WHAT IS NEEDED ▸ State how many lines of the material below contain the string "white", counting a match only when its case is the same. Reply with the number alone.

DATA FOR THE TASK ▸
(begin)
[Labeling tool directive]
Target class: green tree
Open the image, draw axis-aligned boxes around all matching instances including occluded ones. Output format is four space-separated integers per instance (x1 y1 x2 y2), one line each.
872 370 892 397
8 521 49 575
(end)
(begin)
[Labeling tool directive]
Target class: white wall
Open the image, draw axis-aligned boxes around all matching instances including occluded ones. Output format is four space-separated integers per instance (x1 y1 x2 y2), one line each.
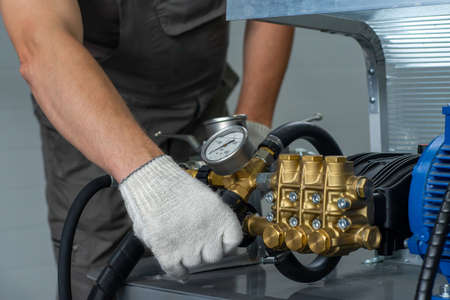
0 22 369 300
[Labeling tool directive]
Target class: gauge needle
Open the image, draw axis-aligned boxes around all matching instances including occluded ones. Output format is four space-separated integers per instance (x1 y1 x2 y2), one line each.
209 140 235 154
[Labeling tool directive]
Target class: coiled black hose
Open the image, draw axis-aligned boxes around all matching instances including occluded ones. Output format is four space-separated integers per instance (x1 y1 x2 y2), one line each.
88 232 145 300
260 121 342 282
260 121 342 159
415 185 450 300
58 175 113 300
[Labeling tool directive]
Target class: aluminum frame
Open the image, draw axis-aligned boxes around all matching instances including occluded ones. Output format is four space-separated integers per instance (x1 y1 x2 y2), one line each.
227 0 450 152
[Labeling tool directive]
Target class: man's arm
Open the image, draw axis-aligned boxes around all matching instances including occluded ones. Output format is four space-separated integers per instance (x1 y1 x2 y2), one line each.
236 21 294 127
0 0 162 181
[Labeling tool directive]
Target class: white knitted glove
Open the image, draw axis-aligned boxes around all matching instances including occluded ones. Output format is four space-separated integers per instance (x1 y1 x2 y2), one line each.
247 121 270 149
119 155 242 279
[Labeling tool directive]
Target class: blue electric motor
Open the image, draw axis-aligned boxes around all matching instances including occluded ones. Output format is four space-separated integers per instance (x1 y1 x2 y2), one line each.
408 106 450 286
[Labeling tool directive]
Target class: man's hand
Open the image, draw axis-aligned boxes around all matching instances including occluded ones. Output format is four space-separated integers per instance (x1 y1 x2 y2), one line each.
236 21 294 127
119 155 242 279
(end)
OUTPUT FOR THIS EXERCISE ▸ 2